__EXERCISE PROMPT__. Exactly those lines that run from the one containing "of the jersey" through the last line of the entries below should be printed, and no others.

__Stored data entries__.
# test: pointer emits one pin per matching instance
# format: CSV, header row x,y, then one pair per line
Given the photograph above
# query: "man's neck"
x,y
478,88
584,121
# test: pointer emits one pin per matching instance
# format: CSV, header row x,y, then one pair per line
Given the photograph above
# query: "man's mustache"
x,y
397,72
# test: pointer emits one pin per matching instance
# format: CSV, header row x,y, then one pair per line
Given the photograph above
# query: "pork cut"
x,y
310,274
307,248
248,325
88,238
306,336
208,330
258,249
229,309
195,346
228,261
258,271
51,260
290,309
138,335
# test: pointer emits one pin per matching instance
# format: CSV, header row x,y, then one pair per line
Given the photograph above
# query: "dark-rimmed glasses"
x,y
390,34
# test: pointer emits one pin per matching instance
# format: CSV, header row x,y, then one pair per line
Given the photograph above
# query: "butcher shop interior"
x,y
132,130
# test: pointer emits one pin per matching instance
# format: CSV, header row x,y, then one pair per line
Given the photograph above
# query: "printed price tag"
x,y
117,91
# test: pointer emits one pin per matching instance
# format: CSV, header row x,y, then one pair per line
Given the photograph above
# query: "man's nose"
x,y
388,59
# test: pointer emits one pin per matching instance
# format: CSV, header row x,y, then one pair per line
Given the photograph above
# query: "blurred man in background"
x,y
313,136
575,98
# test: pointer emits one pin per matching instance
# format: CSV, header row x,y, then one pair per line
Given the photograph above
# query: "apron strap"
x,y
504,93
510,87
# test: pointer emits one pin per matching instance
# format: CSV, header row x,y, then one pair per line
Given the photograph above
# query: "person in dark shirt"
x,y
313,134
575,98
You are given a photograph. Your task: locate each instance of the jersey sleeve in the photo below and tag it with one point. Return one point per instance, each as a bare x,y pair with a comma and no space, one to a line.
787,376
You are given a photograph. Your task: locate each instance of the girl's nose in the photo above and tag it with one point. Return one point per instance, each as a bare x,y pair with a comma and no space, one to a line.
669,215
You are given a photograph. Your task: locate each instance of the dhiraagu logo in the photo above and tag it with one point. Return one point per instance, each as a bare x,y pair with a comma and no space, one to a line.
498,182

__RESPONSE TO THIS EXERCISE__.
You are given a photograph. Your task: locate each instance of the jersey sleeve in the photo below and tag it with one point. Return one point per instance, each as a bare x,y pair with a comma and no space, one to a line.
787,376
You are given a photograph. Your task: locate each instance of the girl's nose in the photo above and tag it with one point. Return one point per instance, each as a bare x,y pair with a comma and no space, one to a line.
669,215
You are given a photograph. Your task: locate each instance of the dhiraagu logo in the photo above and tag it with one point. Return one point per instance, each as a bare x,y pair with a comma and no space, one to a line.
498,182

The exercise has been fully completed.